▸ **SELECTION**
Sophia Campbell née Palmer (1777–1833) was an early Australian settler.

One of eight children, Sophia Palmer was born in Portsmouth and educated in London. She came to Sydney with her naval officer brother John Palmer (1760–1833) and his family, a second unmarried naval officer brother Christopher Palmer (1767–1821), and her unmarried sister Sarah Sophia Palmer (1774–?) on board the Porpoise in November 1800. Her brother John Palmer was bringing his family to settle permanently in New South Wales, and had previously come to Sydney in 1788 as Purser on the Sirius, the flagship of the First Fleet. He had also been Commissary General of New South Wales from 1791 to 1811, remaining employed in the Commissariat until he retired in 1819; and he was a magistrate from 1793.

Sophia first settled on John Palmer's 100 acres (40 ha) 1793 grant which he named Woolloomooloo Farm. Within a year, on 17 September 1801, Sophia married the merchant Robert Campbell, a Scottish Presbyterian eight years her senior, in St Philip's Church, Sydney.

Sophia moved to Wharf House, her husband Robert Campbell’s home behind his wharves on the west side of Circular Quay. Apart from two trips to England (in 1805–06 and 1810–15) and shorter journeys to various parts of New South Wales, she lived in Sydney until her death.

▸ **WRITTEN PROBLEM A**
Please identify each line in the records that contains the string "plant", and copy those lines.

▸ **DATA FOR PROCESSING**
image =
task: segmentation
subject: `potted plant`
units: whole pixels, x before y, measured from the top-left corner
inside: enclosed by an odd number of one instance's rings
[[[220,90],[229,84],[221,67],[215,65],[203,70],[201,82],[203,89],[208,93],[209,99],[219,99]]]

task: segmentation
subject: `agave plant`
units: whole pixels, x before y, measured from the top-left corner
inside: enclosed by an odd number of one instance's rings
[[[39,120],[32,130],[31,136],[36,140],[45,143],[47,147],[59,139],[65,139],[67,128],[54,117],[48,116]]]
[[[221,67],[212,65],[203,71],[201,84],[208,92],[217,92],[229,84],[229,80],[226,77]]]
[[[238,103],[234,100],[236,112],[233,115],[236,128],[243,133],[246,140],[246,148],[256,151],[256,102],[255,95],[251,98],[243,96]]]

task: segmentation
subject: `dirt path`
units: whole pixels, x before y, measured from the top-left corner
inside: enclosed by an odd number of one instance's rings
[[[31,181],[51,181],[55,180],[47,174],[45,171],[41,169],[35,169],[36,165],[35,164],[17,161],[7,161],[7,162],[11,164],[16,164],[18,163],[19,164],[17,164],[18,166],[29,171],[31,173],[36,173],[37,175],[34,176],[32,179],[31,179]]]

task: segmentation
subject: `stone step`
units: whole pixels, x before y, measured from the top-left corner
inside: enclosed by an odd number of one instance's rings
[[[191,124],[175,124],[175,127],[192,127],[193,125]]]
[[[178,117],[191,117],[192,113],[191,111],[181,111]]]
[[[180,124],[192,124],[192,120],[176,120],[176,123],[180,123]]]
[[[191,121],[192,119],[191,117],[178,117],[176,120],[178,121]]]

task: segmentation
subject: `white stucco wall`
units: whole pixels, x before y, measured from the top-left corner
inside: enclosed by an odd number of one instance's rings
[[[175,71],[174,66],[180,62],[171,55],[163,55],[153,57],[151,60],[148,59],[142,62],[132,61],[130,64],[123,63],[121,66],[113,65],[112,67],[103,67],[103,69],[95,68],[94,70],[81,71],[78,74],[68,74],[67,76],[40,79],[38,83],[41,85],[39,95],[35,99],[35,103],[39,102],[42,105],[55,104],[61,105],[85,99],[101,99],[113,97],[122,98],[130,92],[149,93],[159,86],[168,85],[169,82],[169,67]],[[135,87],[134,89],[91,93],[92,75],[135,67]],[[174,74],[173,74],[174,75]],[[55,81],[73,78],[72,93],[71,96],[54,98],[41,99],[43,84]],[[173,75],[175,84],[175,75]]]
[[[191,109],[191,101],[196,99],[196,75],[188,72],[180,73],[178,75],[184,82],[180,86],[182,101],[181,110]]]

▸ **WRITTEN PROBLEM B**
Name every person mentioned in the passage on Sophia Campbell, apart from Sophia herself.

▸ **RESULT A**
subject: `potted plant`
subject: `agave plant`

▸ **RESULT B**
John Palmer, Christopher Palmer, Sarah Sophia Palmer, Robert Campbell